▸ CONSIGNES
1 > D'après l'article sur les réassureurs, quel montant de dommages assurés la tempête Ciarán aurait-elle causé ?
2 > En vous appuyant sur l'article sur les réassureurs, expliquez ce que sa taille apporte à Munich Re.
3 > Poursuivez l'article sur les réassureurs à partir de sa dernière phrase.

▸ TEXTE FOURNI
Les réassureurs dopés par le bond des primes

The logo of German reinsurance giant Munich RE is seen above the entrance of the insurance company's headquarters in Munich, southern Germany, on March 9, 2022. (Photo by Christof STACHE / AFP) (Photo by CHRISTOF STACHE/AFP via Getty Images) © AFP via Getty Images

Dans un contexte de multiplication des sinistres et de forte inflation, les réassureurs ont fortement augmenté leurs primes cette année, mais cela ne s’est pas forcément traduit par une hausse des recettes. Dans le secteur, la rentabilité est davantage une affaire de taille.

On estime que la tempête Ciarán, début novembre, a causé quelque 1,3 milliard d’euros de dommages assurés dans le nord-ouest de l’Europe. C’est la huitième fois cette année que des conditions météorologiques extrêmes entraînent des demandes d’indemnisation de plus de 1 milliard d’euros. Autrefois, il était déjà exceptionnel de dépasser ce montant quatre ou cinq fois dans l’année.
Pour les réassureurs, le changement climatique représente à la fois un risque et une opportunité – notamment celle d’augmenter fortement les primes, dans un contexte d’inflation soutenue; aux Etats-Unis, les primes pour les biens immobiliers ayant subi une catastrophe naturelle ont gonflé de 30 à 50% en 2023.
Mais hausse des primes ne veut pas forcément dire hausse des recettes. Chez Munich Re, par exemple, les revenus de l’activité de réassurance dommages ont augmenté de moins de 4% en un an sur les neuf premiers mois de 2023, à 20 milliards d’euros, notamment du fait du non-renouvellement de certains contrats. Cette sélectivité, associée à une bonne diversification (assurance directe, réassurance vie et maladie), fait de Munich Re un investissement moins risqué qu’il n’y paraît au premier abord, compte tenu de l’imprévisibilité des gros sinistres et de la sensibilité de son portefeuille de 225 milliards d’euros au sentiment boursier.

Une taille critique

Le plus grand acteur du secteur profite de sa taille, qui lui permet de couvrir des risques plus étendus et d’élaborer des modèles de risque plus sophistiqués. Or, une tarification correcte des risques est la clé d’un rendement attrayant du capital investi à long terme. Et Munich Re vise 14 à 16% dans sa stratégie Ambition 2025.

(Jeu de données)

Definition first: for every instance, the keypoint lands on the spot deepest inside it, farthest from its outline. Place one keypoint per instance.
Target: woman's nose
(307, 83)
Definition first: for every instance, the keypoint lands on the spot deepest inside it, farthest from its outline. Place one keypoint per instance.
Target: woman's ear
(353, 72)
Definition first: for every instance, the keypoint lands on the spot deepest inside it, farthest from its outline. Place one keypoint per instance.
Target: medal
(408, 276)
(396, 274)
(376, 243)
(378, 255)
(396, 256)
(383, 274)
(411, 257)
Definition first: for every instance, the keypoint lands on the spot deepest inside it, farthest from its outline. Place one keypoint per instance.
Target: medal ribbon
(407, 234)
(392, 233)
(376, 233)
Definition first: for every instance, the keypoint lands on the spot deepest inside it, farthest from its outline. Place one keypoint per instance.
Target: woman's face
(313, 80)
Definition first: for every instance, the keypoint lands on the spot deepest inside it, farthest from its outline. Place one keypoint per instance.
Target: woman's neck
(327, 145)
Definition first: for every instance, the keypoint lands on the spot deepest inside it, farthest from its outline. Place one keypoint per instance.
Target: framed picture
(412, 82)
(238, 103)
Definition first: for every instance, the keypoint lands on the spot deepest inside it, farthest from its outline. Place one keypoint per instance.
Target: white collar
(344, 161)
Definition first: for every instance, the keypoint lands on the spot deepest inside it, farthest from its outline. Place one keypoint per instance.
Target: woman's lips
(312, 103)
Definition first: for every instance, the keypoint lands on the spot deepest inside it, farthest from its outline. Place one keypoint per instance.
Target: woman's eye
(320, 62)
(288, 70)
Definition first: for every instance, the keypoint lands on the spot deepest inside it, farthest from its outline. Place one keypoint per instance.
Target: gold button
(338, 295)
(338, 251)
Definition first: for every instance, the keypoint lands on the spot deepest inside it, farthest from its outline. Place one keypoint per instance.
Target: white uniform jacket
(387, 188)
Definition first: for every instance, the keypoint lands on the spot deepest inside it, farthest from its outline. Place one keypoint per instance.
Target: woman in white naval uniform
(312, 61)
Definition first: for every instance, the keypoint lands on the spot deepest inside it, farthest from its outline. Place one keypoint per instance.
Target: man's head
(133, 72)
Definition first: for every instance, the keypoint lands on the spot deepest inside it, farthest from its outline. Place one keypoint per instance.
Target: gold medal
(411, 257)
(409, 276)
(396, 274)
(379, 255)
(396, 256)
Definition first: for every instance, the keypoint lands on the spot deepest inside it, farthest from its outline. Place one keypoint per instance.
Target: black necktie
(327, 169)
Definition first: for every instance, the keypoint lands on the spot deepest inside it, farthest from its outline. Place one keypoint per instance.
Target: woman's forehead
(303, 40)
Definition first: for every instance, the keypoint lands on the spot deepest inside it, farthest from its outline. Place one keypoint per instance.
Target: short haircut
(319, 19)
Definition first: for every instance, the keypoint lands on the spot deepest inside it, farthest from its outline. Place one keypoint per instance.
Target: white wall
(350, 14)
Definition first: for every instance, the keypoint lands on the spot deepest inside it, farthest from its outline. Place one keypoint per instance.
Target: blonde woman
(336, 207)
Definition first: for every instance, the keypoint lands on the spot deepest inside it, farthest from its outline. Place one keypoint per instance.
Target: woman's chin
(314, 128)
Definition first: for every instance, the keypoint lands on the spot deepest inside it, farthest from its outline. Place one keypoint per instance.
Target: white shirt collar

▸ VOS RÉPONSES
1 > Quelque 1,3 milliard d'euros, dans le nord-ouest de l'Europe.

2 > Sa taille lui permet de couvrir des risques plus étendus et d'élaborer des modèles de risque plus sophistiqués. Or une tarification correcte des risques est la clé d'un rendement attrayant du capital investi à long terme.

3 >
Sur les neuf premiers mois de 2023, il affiche un rendement effectif de 16,5%: une performance impressionnante au vu de la réserve de capital requise, sur la base duquel ce rendement est calculé. A la fin du troisième trimestre, le ratio Solvabilité II était de 271%, pour un objectif interne de 175 à 220%. Le groupe a donc la capacité de rétribuer ses actionnaires, auxquels il verse déjà un dividende de 12,50 euros par action pour l’année en cours, soit un rendement du dividende estimé à 3,3%. Et vu la marge de manœuvre dont dispose le groupe, ainsi que la tendance haussière de ses résultats d’exploitation, la croissance du dividende pourrait bien dépasser 5%, sa moyenne depuis 2006.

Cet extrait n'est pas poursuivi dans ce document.